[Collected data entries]
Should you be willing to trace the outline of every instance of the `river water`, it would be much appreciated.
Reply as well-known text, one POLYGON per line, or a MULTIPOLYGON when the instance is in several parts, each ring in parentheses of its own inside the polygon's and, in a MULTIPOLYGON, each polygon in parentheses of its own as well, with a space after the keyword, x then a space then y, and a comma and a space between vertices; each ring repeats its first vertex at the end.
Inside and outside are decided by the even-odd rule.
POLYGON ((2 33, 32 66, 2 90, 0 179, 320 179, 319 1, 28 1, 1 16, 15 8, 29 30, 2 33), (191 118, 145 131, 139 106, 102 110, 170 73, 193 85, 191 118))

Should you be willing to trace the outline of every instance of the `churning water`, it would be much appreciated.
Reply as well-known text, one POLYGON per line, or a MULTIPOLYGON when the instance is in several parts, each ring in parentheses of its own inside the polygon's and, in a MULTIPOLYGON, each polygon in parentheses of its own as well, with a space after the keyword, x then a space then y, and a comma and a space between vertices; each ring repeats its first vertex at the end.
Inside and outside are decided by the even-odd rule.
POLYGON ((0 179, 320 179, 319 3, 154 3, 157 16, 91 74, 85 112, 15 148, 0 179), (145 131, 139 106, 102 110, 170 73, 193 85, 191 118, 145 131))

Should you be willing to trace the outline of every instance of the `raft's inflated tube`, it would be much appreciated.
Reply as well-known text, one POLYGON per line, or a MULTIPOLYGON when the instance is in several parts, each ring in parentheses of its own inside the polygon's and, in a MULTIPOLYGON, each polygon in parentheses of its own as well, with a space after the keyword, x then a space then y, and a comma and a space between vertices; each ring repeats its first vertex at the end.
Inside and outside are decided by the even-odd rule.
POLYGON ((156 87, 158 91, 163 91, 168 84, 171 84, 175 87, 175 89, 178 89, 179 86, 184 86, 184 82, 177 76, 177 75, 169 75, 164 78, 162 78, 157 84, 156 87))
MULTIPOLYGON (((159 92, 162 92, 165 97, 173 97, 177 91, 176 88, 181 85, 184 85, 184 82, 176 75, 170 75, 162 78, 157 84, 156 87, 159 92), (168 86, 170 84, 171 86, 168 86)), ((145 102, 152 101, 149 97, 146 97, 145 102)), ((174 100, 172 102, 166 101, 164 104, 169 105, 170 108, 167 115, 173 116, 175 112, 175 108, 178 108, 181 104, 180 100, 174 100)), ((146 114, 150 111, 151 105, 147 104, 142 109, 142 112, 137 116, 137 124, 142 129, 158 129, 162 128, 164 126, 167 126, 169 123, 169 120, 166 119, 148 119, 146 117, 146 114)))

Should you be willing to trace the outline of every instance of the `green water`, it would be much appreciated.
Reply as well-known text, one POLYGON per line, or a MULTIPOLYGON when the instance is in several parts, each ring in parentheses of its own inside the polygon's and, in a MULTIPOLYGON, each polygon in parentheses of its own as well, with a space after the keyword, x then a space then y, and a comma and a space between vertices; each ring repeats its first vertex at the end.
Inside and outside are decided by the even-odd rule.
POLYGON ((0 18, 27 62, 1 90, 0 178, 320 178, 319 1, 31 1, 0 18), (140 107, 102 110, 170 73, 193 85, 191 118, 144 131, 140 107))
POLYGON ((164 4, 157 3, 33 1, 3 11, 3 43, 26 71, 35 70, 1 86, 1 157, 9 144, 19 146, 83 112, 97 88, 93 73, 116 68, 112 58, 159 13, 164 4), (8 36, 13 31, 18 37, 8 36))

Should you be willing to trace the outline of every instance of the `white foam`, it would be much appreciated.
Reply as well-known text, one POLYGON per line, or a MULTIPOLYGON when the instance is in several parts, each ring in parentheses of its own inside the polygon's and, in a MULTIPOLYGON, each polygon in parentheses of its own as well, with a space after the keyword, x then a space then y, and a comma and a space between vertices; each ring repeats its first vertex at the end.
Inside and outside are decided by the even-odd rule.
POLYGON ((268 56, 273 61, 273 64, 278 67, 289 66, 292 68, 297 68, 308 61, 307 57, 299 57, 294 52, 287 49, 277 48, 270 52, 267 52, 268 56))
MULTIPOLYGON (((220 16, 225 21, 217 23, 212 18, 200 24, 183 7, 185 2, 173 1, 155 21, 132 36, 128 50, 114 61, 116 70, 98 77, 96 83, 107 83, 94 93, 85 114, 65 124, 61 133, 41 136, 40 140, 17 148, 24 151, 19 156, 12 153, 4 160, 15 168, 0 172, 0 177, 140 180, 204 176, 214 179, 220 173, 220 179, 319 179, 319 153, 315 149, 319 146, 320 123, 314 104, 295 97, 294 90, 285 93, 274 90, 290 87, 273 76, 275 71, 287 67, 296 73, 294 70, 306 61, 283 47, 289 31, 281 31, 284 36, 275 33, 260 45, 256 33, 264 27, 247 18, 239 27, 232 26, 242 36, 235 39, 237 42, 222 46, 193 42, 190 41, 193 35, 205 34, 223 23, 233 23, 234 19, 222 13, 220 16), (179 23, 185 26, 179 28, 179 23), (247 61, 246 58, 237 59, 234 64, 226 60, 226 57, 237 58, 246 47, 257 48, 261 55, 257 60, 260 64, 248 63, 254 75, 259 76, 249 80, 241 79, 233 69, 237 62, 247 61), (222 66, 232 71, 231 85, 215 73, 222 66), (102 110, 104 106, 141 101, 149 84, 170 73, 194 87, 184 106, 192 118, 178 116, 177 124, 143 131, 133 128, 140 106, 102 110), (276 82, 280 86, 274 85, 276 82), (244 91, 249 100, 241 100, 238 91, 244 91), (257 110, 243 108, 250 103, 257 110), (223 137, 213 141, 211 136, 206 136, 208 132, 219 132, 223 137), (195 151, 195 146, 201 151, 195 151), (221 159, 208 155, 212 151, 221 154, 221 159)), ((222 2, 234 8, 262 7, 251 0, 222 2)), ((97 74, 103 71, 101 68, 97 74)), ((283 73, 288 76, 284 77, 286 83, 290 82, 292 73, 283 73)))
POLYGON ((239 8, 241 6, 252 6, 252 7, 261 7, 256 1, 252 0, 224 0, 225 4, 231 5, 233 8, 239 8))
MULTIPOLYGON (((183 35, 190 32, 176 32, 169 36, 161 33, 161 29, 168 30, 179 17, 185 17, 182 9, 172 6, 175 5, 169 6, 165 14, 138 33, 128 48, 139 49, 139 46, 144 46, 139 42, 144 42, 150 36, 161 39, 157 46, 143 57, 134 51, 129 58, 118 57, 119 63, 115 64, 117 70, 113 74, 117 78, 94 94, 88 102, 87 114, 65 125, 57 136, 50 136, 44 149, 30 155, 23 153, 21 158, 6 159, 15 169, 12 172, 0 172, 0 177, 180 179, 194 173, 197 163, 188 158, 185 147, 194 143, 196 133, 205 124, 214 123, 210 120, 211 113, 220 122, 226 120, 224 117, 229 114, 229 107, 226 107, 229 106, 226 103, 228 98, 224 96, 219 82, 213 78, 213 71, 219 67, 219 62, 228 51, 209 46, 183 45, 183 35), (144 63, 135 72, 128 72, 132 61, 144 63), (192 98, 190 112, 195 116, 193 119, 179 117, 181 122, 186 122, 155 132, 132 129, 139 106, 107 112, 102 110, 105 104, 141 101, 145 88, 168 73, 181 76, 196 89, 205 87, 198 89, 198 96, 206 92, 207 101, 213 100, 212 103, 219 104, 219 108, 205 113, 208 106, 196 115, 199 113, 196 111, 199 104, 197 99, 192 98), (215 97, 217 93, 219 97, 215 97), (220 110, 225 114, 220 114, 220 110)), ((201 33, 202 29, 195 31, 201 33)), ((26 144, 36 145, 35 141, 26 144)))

Activity ->
Every record must appear in the answer exactly as written.

Answer area ->
Should you be willing to trace the outline of every instance of the `river water`, it would be much appreciated.
Reply as well-known text, one POLYGON per line, or a MULTIPOLYGON when the instance is in several parts, each ring in parentheses of its own inside the polygon's and, in a MULTIPOLYGON, each polygon in parentheses of its own as well, with a space after the keyword, x then a space then y, and a comma and a space between vertices; each ring repeats its first vertex at the end.
Inside and outside are decided by the even-odd rule.
POLYGON ((2 33, 32 66, 2 90, 0 179, 320 179, 319 1, 28 1, 1 16, 15 8, 29 30, 2 33), (191 118, 145 131, 139 106, 102 110, 170 73, 193 85, 191 118))

Should you be willing to trace the outline of every instance of the `churning water`, it would be much appreciated.
Reply as well-known text, one POLYGON per line, or a MULTIPOLYGON when the instance is in several parts, each ring in parentheses of its own inside the polygon's and, in a MULTIPOLYGON, each polygon in parentheses of its own as well, with a space after the keyword, x then a space then y, and a comma and a space between vertices; each ring repeats its first vertex at the end.
Inside and outside are decided by the even-odd rule.
POLYGON ((0 179, 320 179, 319 3, 154 3, 157 16, 91 74, 85 112, 15 148, 0 179), (145 131, 139 106, 102 110, 170 73, 193 85, 191 118, 145 131))

Should you be willing to trace the outline of every instance of the `raft's inflated tube`, it would be much appreciated.
Reply as well-known text, one POLYGON per line, or a MULTIPOLYGON when the instance is in several parts, each ring in parentheses of its own inside the polygon's and, in a MULTIPOLYGON, each polygon in parentheses of its own as well, with a space after the keyword, x then a space then y, and a comma and a space between vertices; each ring repeats its first vertex at the end.
Inside and outside are decided by the even-odd rule.
POLYGON ((156 87, 158 91, 163 91, 168 84, 171 84, 175 87, 175 89, 178 89, 179 86, 184 86, 184 82, 177 76, 177 75, 169 75, 164 78, 162 78, 157 84, 156 87))
MULTIPOLYGON (((159 92, 162 92, 165 97, 173 97, 177 91, 176 88, 181 85, 184 85, 184 82, 176 75, 170 75, 162 78, 157 84, 156 87, 159 92), (168 86, 170 84, 171 86, 168 86)), ((145 102, 152 101, 149 97, 146 97, 145 102)), ((174 100, 172 102, 166 101, 164 104, 169 105, 170 108, 167 115, 173 116, 175 112, 175 108, 178 108, 181 104, 180 100, 174 100)), ((146 114, 150 111, 151 105, 147 104, 142 109, 142 112, 137 116, 137 124, 142 129, 158 129, 162 128, 164 126, 167 126, 169 123, 169 120, 166 119, 148 119, 146 117, 146 114)))

Should you be willing to trace the outline of every instance of the `green water`, it would be much appreciated.
Reply as well-known text, one POLYGON per line, or a MULTIPOLYGON when the instance is in several parts, each ring in parentheses of its own inside the polygon's and, in a MULTIPOLYGON, each polygon in parentheses of its own as well, with a space after the keyword, x then a space then y, and a comma and a space between vertices; each ring repeats its first vertex at the end.
Inside and outside are decided by the even-odd rule.
POLYGON ((0 18, 27 62, 1 90, 0 178, 320 178, 319 1, 31 1, 0 18), (140 107, 102 110, 170 73, 193 85, 191 118, 144 131, 140 107))
POLYGON ((164 4, 157 3, 33 1, 3 11, 3 43, 26 71, 35 70, 1 86, 1 157, 9 144, 19 146, 83 112, 97 88, 93 73, 116 68, 112 58, 159 13, 164 4), (8 36, 13 31, 18 37, 8 36))

Should you be willing to trace the outline of every instance of the `white foam`, it would be much appreciated.
Reply as well-known text, one POLYGON per line, or a MULTIPOLYGON when the instance is in several parts, each ring in parentheses of its own inside the polygon's and, in a MULTIPOLYGON, each polygon in parentheses of its own as well, with a space after the keyword, x then a space then y, and a comma and a space between vertices; each ring repeats its first vertex at the end.
Inside and outside are decided by the even-odd rule.
POLYGON ((268 56, 273 61, 273 64, 278 67, 289 66, 292 68, 297 68, 308 61, 307 57, 299 57, 294 52, 287 49, 277 48, 270 52, 267 52, 268 56))
MULTIPOLYGON (((220 16, 225 21, 217 23, 212 18, 200 24, 183 7, 185 2, 173 1, 155 21, 132 36, 128 50, 114 61, 116 70, 98 77, 96 83, 107 83, 94 93, 85 114, 65 124, 61 133, 41 136, 40 140, 17 148, 24 151, 19 156, 12 153, 4 160, 15 168, 0 172, 0 177, 140 180, 204 176, 214 179, 220 173, 220 179, 319 179, 319 153, 315 149, 319 146, 320 123, 314 104, 295 97, 294 90, 285 93, 274 90, 290 87, 273 76, 275 71, 287 67, 296 73, 294 70, 306 61, 283 47, 289 31, 281 31, 284 36, 275 33, 260 45, 256 33, 264 27, 247 18, 239 27, 232 26, 242 36, 235 39, 237 42, 222 46, 193 42, 190 41, 193 35, 205 34, 223 23, 233 23, 234 19, 222 13, 220 16), (179 23, 185 26, 179 28, 179 23), (247 61, 246 58, 237 59, 234 64, 226 60, 226 57, 237 58, 246 47, 257 48, 261 55, 257 60, 260 64, 248 63, 254 75, 259 76, 249 80, 241 79, 233 69, 237 62, 247 61), (222 66, 232 71, 231 85, 215 73, 222 66), (102 110, 104 106, 141 101, 149 84, 170 73, 194 87, 184 106, 192 118, 178 116, 177 124, 143 131, 133 128, 140 106, 102 110), (276 82, 280 86, 274 85, 276 82), (244 91, 249 100, 241 100, 238 91, 244 91), (257 110, 243 108, 250 103, 257 110), (223 137, 213 141, 211 136, 206 136, 208 132, 219 132, 223 137), (195 151, 195 146, 201 151, 195 151), (221 159, 208 155, 212 151, 221 154, 221 159)), ((222 2, 234 8, 262 7, 251 0, 222 2)), ((97 74, 103 71, 101 68, 97 74)), ((283 73, 288 76, 284 77, 286 83, 290 82, 292 73, 283 73)))
POLYGON ((239 8, 241 6, 252 6, 252 7, 261 7, 256 1, 252 0, 224 0, 225 4, 231 5, 233 8, 239 8))
MULTIPOLYGON (((183 35, 190 32, 176 32, 169 36, 161 33, 161 29, 168 30, 179 17, 185 17, 182 9, 172 6, 175 5, 169 6, 165 14, 138 33, 128 48, 139 49, 139 46, 144 46, 139 42, 144 42, 150 36, 161 39, 157 46, 143 57, 134 51, 129 58, 118 57, 119 63, 115 64, 117 70, 113 74, 117 78, 94 94, 88 102, 87 114, 65 125, 57 136, 50 136, 44 149, 30 155, 23 153, 21 158, 6 159, 15 169, 12 172, 0 172, 0 177, 180 179, 194 173, 197 163, 188 158, 185 147, 194 143, 196 133, 205 124, 214 123, 210 120, 211 113, 220 122, 226 120, 224 117, 229 114, 229 107, 226 107, 229 106, 226 103, 228 98, 224 96, 219 82, 213 78, 213 71, 219 67, 219 62, 228 51, 209 46, 183 45, 183 35), (144 63, 135 72, 128 72, 132 61, 144 63), (192 98, 190 112, 195 116, 193 119, 179 117, 181 122, 186 122, 155 132, 132 129, 139 106, 107 112, 102 110, 105 104, 141 101, 145 88, 168 73, 181 76, 196 89, 205 87, 198 89, 198 96, 206 92, 207 101, 213 100, 212 103, 219 104, 219 108, 205 113, 208 106, 196 115, 199 113, 196 111, 199 104, 197 99, 192 98), (215 97, 217 93, 219 97, 215 97), (220 110, 225 114, 220 114, 220 110)), ((201 33, 202 29, 195 31, 201 33)), ((26 144, 36 145, 35 141, 26 144)))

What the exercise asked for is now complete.